Reading the records below, count the lines in which the string "sailor" appears; write the number only.
(Records Opens)
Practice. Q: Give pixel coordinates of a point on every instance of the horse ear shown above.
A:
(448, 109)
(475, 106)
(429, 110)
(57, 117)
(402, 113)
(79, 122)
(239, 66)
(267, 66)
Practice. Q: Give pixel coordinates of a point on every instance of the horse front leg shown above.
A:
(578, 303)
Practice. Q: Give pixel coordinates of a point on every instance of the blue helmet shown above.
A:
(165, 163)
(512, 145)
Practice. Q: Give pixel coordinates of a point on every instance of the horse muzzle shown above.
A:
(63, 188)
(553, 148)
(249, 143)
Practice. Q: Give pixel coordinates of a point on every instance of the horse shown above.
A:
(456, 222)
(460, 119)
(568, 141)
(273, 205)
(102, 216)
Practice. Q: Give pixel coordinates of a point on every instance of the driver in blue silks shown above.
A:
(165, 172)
(Records Closes)
(Records Opens)
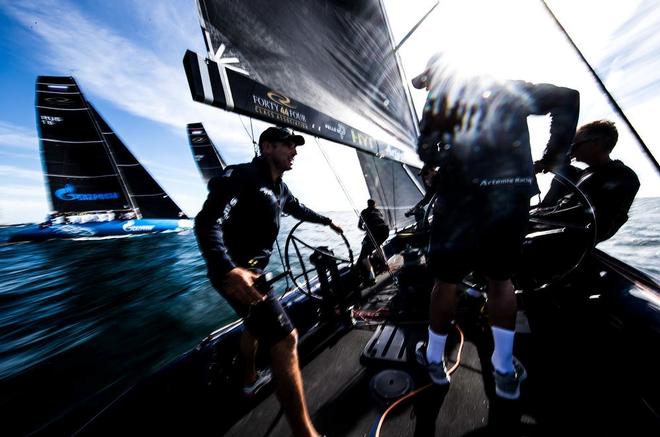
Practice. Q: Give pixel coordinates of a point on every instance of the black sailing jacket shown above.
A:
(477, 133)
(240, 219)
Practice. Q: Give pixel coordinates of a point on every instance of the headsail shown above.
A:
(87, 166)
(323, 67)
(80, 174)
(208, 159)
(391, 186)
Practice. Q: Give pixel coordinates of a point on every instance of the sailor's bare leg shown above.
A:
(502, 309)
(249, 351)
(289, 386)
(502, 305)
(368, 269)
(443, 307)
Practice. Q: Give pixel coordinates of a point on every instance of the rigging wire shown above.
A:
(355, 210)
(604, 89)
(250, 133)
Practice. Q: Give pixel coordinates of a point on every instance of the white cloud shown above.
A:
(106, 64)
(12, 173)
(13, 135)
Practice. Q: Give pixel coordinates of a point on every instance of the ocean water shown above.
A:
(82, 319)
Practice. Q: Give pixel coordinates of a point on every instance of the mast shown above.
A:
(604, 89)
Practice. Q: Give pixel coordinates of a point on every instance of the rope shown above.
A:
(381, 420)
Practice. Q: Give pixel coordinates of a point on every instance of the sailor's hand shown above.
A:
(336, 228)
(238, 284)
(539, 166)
(Records Closes)
Expected answer -> 2